### Selected extract
☆ ☆ ☆ ☆ ☆
Owner of Aberdeenshire puppy farm convicted of cruelty offences
  • Following a Scottish SPCA investigation, Frank James convicted of animal cruelty offences
  • The animal charity removed almost 100 dogs from an Aberdeenshire farm in November 2017

A man who intensively bred hundreds of puppies at an Aberdeenshire farm has been convicted of animal cruelty offences following an investigation by ourselves.

Frank James, 53, of Duncan Street, Banff, was found guilty of causing unnecessary suffering to dogs, ferrets and rabbits under Section 19 of the Animal Health and Welfare (Scotland) Act 2006. He was also found guilty under Section 24 for failing to ensure the welfare of the same animals at Aberdeen Sheriff Court today (Friday 19 July).

A co-accused, Michelle Wood, 29, of Berrymuir Road, Macduff, was also found guilty of the same charges.

In November 2017, our Special Investigations Unit (SIU) and Police Scotland raided East Mains of Ardlogie Farm near Fyvie in Aberdeenshire. We removed 105 animals in total, including 87 dogs, the youngest of which was just a few days old. The animals were taken to our animal rescue and rehoming centres for treatment and rehabilitation.
☆ ☆ ☆ ☆ ☆
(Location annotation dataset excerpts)
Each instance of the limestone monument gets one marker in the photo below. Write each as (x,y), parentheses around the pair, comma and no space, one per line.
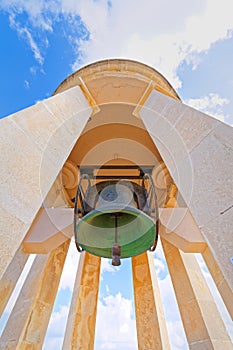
(115,122)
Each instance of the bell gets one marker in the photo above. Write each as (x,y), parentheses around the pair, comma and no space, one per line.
(115,228)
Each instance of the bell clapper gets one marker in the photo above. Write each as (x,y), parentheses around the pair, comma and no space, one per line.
(116,249)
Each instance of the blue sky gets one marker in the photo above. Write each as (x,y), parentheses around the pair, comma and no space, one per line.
(190,42)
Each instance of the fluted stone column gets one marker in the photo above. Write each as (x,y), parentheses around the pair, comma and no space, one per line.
(80,328)
(35,144)
(11,276)
(151,326)
(28,321)
(202,322)
(197,150)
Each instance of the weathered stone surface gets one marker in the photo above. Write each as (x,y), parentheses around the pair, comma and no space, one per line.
(198,152)
(27,325)
(80,329)
(147,318)
(202,322)
(11,276)
(35,144)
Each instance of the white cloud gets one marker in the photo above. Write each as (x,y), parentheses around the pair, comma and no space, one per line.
(151,33)
(211,104)
(24,33)
(70,268)
(115,324)
(160,33)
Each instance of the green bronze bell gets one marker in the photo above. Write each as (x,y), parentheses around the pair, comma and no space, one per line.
(112,225)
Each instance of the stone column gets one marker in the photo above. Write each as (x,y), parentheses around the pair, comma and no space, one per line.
(198,151)
(80,328)
(202,322)
(219,280)
(27,324)
(35,144)
(11,276)
(151,326)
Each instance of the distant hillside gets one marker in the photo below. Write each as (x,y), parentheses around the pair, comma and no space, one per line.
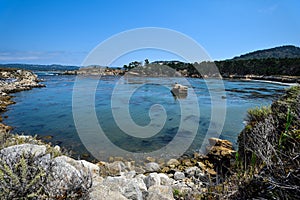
(288,51)
(36,67)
☆ ☆ ☆ ☆ ☆
### Problem 1
For each statement below, say whether the article about the Aberdeenshire puppy farm supports it. Answer yes or no, and quote the words from the article that decide it: (a) Frank James lives in Macduff. (b) Police Scotland took part in the raid on the farm. (c) Michelle Wood was cleared of the charges.
### Problem 2
Output the passage of the article about the Aberdeenshire puppy farm that begins at the words "A man who intensively" and stops after the words "investigation by ourselves.".

### Written reply 1
(a) No: "Frank James, 53, of Duncan Street, Banff"
(b) Yes: "our Special Investigations Unit (SIU) and Police Scotland raided East Mains of Ardlogie Farm near Fyvie in Aberdeenshire"
(c) No: "was also found guilty of the same charges"

### Written reply 2
A man who intensively bred hundreds of puppies at an Aberdeenshire farm has been convicted of animal cruelty offences following an investigation by ourselves.